Input
====
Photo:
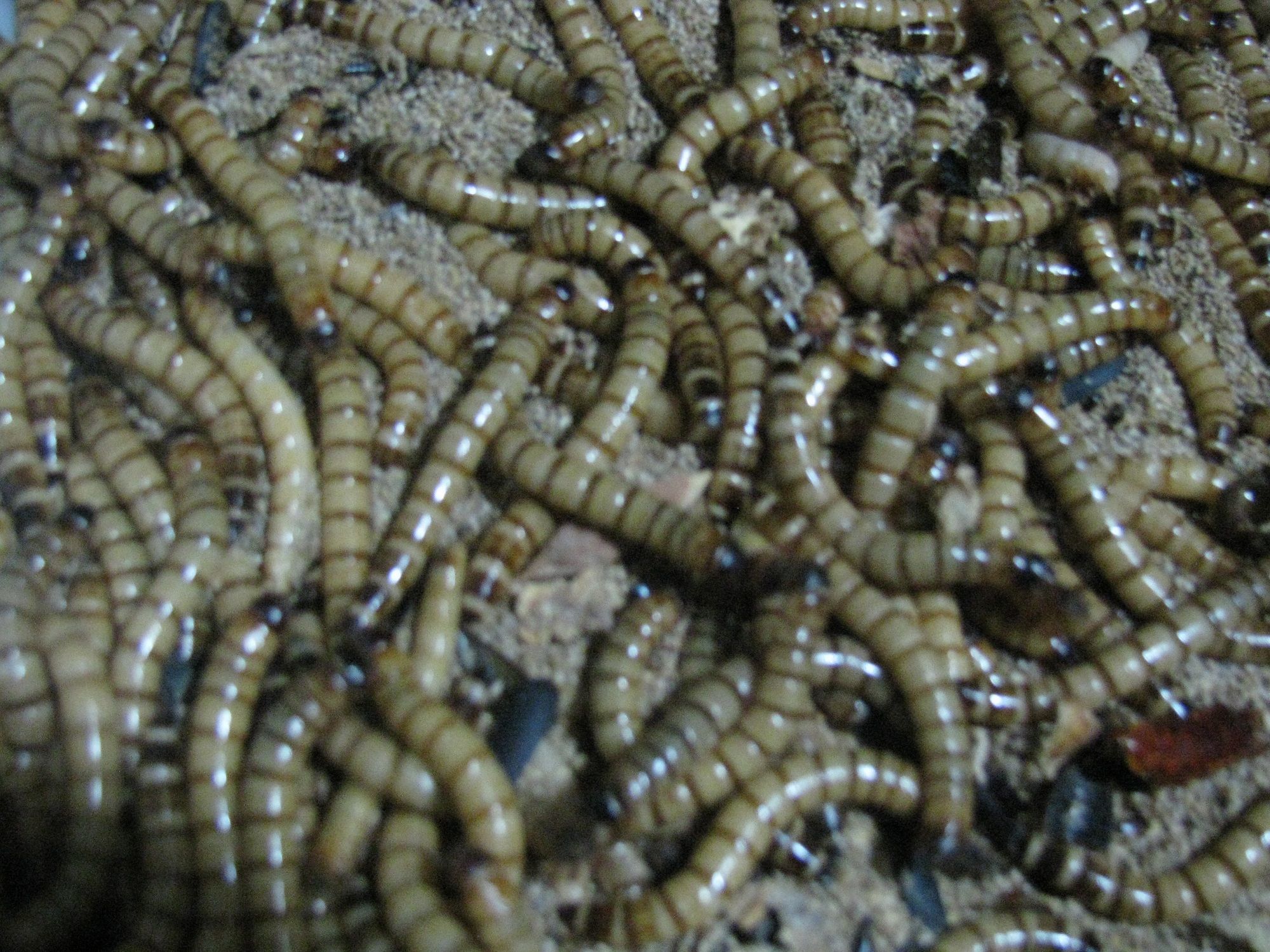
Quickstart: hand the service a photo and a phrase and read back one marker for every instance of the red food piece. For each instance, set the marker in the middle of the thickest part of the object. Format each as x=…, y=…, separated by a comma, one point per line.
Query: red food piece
x=1179, y=750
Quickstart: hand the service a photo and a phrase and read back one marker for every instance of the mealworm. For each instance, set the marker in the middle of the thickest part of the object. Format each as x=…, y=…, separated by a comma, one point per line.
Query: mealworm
x=36, y=117
x=822, y=136
x=619, y=678
x=255, y=190
x=1203, y=148
x=167, y=856
x=291, y=532
x=907, y=413
x=1028, y=270
x=181, y=586
x=689, y=218
x=1206, y=383
x=220, y=719
x=149, y=223
x=1250, y=216
x=344, y=840
x=745, y=831
x=45, y=371
x=812, y=18
x=866, y=274
x=1104, y=260
x=95, y=794
x=291, y=142
x=454, y=456
x=435, y=630
x=685, y=540
x=380, y=765
x=345, y=479
x=403, y=414
x=479, y=55
x=1059, y=322
x=726, y=114
x=1141, y=197
x=439, y=183
x=1233, y=863
x=514, y=276
x=601, y=238
x=112, y=535
x=415, y=911
x=269, y=803
x=121, y=455
x=1013, y=932
x=465, y=770
x=599, y=83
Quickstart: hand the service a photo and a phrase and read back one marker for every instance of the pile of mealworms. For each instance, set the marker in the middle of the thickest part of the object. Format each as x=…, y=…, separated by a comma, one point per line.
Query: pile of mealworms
x=244, y=696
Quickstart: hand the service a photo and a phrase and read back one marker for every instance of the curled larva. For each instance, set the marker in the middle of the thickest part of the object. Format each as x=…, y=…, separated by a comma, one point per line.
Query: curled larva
x=271, y=799
x=745, y=831
x=481, y=55
x=404, y=411
x=1013, y=932
x=866, y=274
x=1028, y=270
x=811, y=18
x=723, y=115
x=514, y=276
x=1205, y=884
x=181, y=586
x=291, y=532
x=599, y=86
x=619, y=678
x=439, y=183
x=220, y=719
x=1076, y=163
x=1201, y=147
x=457, y=451
x=345, y=478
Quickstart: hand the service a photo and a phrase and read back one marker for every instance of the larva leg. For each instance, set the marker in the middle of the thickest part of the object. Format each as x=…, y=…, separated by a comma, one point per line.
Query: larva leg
x=670, y=82
x=479, y=55
x=293, y=532
x=380, y=765
x=121, y=455
x=271, y=836
x=514, y=276
x=220, y=719
x=349, y=826
x=404, y=411
x=181, y=586
x=1013, y=932
x=455, y=454
x=435, y=630
x=619, y=677
x=726, y=114
x=345, y=479
x=745, y=831
x=415, y=911
x=112, y=535
x=1205, y=884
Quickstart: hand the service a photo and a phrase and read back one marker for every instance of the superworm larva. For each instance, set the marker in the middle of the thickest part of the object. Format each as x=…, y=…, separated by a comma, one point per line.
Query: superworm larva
x=181, y=586
x=291, y=535
x=454, y=456
x=867, y=275
x=220, y=719
x=744, y=832
x=439, y=183
x=345, y=478
x=436, y=623
x=619, y=678
x=599, y=86
x=723, y=115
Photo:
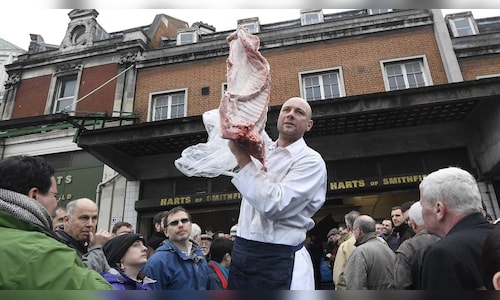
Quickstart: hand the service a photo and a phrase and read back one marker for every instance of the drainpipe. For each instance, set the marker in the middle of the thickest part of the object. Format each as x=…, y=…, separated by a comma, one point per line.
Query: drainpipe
x=100, y=185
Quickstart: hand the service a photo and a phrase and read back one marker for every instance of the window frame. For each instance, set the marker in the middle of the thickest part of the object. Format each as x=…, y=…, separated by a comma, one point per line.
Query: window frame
x=52, y=99
x=378, y=11
x=320, y=72
x=488, y=76
x=254, y=25
x=152, y=105
x=470, y=20
x=422, y=59
x=305, y=13
x=192, y=32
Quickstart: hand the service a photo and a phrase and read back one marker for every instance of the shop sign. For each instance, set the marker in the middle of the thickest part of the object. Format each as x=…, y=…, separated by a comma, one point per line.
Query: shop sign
x=375, y=182
x=200, y=199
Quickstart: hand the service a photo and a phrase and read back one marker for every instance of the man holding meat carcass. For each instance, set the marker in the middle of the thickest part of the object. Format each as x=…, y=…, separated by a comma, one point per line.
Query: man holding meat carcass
x=277, y=207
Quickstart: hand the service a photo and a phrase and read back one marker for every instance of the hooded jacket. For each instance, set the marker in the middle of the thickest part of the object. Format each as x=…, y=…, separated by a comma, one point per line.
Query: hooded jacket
x=32, y=258
x=173, y=270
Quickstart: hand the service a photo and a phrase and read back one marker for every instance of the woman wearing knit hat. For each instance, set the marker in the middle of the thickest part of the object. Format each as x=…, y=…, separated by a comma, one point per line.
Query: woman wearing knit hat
x=126, y=254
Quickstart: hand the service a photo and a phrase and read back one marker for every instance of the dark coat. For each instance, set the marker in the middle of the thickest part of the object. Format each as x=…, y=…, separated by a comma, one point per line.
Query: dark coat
x=455, y=261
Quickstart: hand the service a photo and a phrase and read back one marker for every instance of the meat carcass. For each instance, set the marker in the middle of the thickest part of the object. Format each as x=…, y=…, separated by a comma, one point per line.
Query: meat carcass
x=243, y=107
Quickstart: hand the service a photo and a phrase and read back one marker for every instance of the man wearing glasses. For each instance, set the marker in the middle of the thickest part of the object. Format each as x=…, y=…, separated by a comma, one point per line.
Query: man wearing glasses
x=32, y=258
x=178, y=264
x=79, y=233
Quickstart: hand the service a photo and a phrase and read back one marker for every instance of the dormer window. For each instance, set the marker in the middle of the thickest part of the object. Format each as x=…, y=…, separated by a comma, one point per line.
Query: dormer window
x=187, y=37
x=79, y=35
x=308, y=17
x=463, y=27
x=251, y=24
x=377, y=11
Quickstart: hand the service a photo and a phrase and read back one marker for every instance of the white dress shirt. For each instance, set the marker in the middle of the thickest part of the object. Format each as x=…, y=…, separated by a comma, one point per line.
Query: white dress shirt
x=278, y=205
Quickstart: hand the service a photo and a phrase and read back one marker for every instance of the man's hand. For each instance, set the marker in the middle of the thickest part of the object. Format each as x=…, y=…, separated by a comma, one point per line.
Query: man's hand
x=242, y=157
x=100, y=237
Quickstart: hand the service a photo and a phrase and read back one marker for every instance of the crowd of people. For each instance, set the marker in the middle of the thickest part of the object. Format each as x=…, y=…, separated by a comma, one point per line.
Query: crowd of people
x=442, y=241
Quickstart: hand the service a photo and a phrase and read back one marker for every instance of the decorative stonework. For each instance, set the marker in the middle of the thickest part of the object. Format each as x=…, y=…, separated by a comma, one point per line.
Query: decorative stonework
x=13, y=80
x=68, y=67
x=129, y=58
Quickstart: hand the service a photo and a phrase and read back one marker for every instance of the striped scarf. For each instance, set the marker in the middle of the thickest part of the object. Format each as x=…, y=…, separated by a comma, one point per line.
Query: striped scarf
x=25, y=208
====
Exercise
Repeat the material above in full and exactly, apart from the pictures.

Expected answer
Photo:
Quickstart: hand the service a photo and a phrase and read back one marker for every instance of the red food piece. For each instance, set the marker in the middle of the thickest part of the object. Format each as x=…, y=…, separated by a comma, one point per line.
Query: red food piece
x=1179, y=750
Quickstart: hand the service a photo and a phrase and read back one marker for every instance of the mealworm. For each instance, set the marker in the middle of the thickest part of the object. Format each as x=…, y=…, separated by a comma, one point per line.
Query: mealworm
x=36, y=117
x=822, y=136
x=619, y=678
x=255, y=190
x=1203, y=148
x=167, y=856
x=291, y=532
x=907, y=413
x=1028, y=270
x=181, y=586
x=689, y=218
x=1206, y=383
x=220, y=719
x=149, y=223
x=1250, y=216
x=344, y=840
x=745, y=831
x=45, y=371
x=812, y=18
x=866, y=274
x=1104, y=260
x=95, y=794
x=291, y=142
x=454, y=456
x=435, y=630
x=685, y=540
x=380, y=765
x=345, y=479
x=403, y=414
x=479, y=55
x=1059, y=322
x=726, y=114
x=1141, y=197
x=439, y=183
x=1233, y=863
x=514, y=276
x=601, y=238
x=112, y=535
x=415, y=911
x=269, y=803
x=121, y=455
x=1013, y=932
x=465, y=770
x=599, y=83
Quickstart: hand the service a photo and a phrase and read back one marker for every instance of the pile of mealworms. For each instance, set the marker in the middle of the thickest part of the object. Format each as x=…, y=…, separated by a comma, one point per line.
Query: pile of mealworms
x=244, y=696
Quickstart: hand the service a photo and a phrase and read back one marker for every instance of the curled larva. For each instance, set the marker in the middle of the thickest part of the object. Format each as x=…, y=…, separated by a comma, one point per line.
Query: curled larva
x=271, y=799
x=745, y=831
x=481, y=55
x=404, y=411
x=1013, y=932
x=866, y=274
x=1028, y=270
x=811, y=18
x=723, y=115
x=514, y=276
x=1205, y=884
x=181, y=586
x=291, y=532
x=599, y=86
x=619, y=678
x=439, y=183
x=220, y=719
x=1076, y=163
x=1201, y=147
x=457, y=451
x=345, y=478
Quickstart: hand the service a photo and a phrase and read back one marker for every instance of the larva leg. For each instance, set the marker in the middle of the thickest part of the object. Format each as x=…, y=…, separated by a comma, one point per line.
Query: larva leg
x=670, y=82
x=479, y=55
x=293, y=532
x=380, y=765
x=121, y=455
x=271, y=836
x=514, y=276
x=220, y=719
x=349, y=826
x=404, y=411
x=181, y=586
x=1013, y=932
x=455, y=454
x=435, y=630
x=619, y=677
x=726, y=114
x=345, y=479
x=745, y=831
x=415, y=911
x=112, y=535
x=1205, y=884
Quickstart: hand the service a photo and a phrase and read back one marker for every instance of the superworm larva. For each instance, set the marker in the middle of the thickest part of the object. Format each as x=…, y=…, separated by a comma, one point per line.
Query: superworm larva
x=181, y=586
x=291, y=535
x=454, y=456
x=867, y=275
x=220, y=719
x=744, y=832
x=439, y=183
x=345, y=478
x=436, y=623
x=619, y=678
x=599, y=86
x=723, y=115
Photo:
Quickstart: hand the service a photo and a phrase and read back one marker for every instance of the drainpipe. For each instance, set the marker in the middle of the thickest part of the object. Format each as x=…, y=…, separated by a comma, one point per line.
Query: drainpipe
x=100, y=185
Quickstart: hand the service a photo and a phrase and read back one marker for every instance of the window frame. For each instance, set the marker in the middle of the thickest part of the object. Format each as x=…, y=…, separated by a comma, one point per line.
Query: window frame
x=52, y=99
x=378, y=11
x=320, y=72
x=488, y=76
x=254, y=25
x=152, y=105
x=470, y=20
x=422, y=59
x=305, y=13
x=192, y=32
Quickstart: hand the service a photo and a phrase and read back one marker for every instance of the shop sign. For each instance, set the marker in the middle of the thickest part of the object. Format each as x=…, y=…, separated by a comma, one point per line.
Query: shop sign
x=375, y=182
x=200, y=199
Quickstart: hand the service a photo and a phrase and read back one marker for every instance of the man holding meat carcass. For each instance, set the marker in the middle of the thickest part of the object. Format each as x=…, y=…, separated by a comma, one point per line.
Query: man holding meat carcass
x=277, y=207
Quickstart: hand the service a photo and a phrase and read back one marker for every instance of the hooded jacket. For each instance, set the marker in the middle of the thickest part of the object. Format each as x=…, y=…, separated by a comma, one point per line.
Query: hooded jacket
x=32, y=258
x=173, y=270
Quickstart: hand the service a photo and a phrase and read back one marker for every instance of the woman wearing knit hat. For each instance, set the marker in the middle of the thickest part of the object. Format each as x=…, y=…, separated by a comma, one point per line.
Query: woman wearing knit hat
x=126, y=254
Quickstart: hand the service a photo and a phrase and read back one marker for every instance of the dark coat. For each instance, set the marker in the middle of the thickest part of the object. Format each as x=…, y=…, separated by a comma, one point per line.
Query: dark coat
x=455, y=261
Quickstart: hand the service a photo and a phrase and read back one marker for every instance of the meat carcass. For each instance, set the marker in the middle of the thickest part of the object. Format each as x=…, y=…, separated by a comma, one point per line.
Query: meat carcass
x=243, y=107
Quickstart: hand the service a photo and a phrase and read back one marker for every instance of the man wearing glasses. For each instance, set the marker in the middle of the thickest part of the object. Format each as x=…, y=…, separated by a comma, one point per line.
Query: man wearing glasses
x=32, y=258
x=178, y=264
x=79, y=233
Quickstart: hand the service a photo and a phrase and read back one marker for every instance of the dormer window. For each instance, set the marker in the middle of the thickest part of the object. Format each as x=…, y=…, separated by a comma, one point per line.
Query: dormer window
x=187, y=37
x=79, y=35
x=308, y=17
x=463, y=27
x=251, y=24
x=377, y=11
Quickstart: hand the service a photo and a phrase and read back one marker for every instance of the white dress shirt. For each instance, set the marker in the middle of the thickest part of the object. Format each as x=…, y=…, separated by a comma, one point per line.
Query: white dress shirt
x=278, y=205
Quickstart: hand the service a photo and a phrase and read back one marker for every instance of the man's hand. For each instance, set the marker in the middle of the thickest part of the object. Format each as x=…, y=…, separated by a comma, one point per line.
Query: man's hand
x=242, y=157
x=100, y=237
Quickstart: hand the service a photo and a phrase and read back one marker for every instance of the crowd of people. For each instance, set the marker in the middle of the thickest part of the object. Format each as x=…, y=…, separated by a comma, one point per line.
Query: crowd of people
x=442, y=241
Quickstart: hand the service a photo and a phrase and read back one marker for every instance of the decorative stonework. For each instance, set the marker in the middle of the thickest part of the object. Format each as x=…, y=…, separated by a comma, one point per line.
Query: decorative stonework
x=13, y=80
x=68, y=67
x=129, y=58
Quickstart: hand the service a photo and a phrase and read back one marker for every instance of the striped scarf. For each instance, set the marker in the middle of the thickest part of the object. Format each as x=…, y=…, separated by a comma, one point per line.
Query: striped scarf
x=25, y=208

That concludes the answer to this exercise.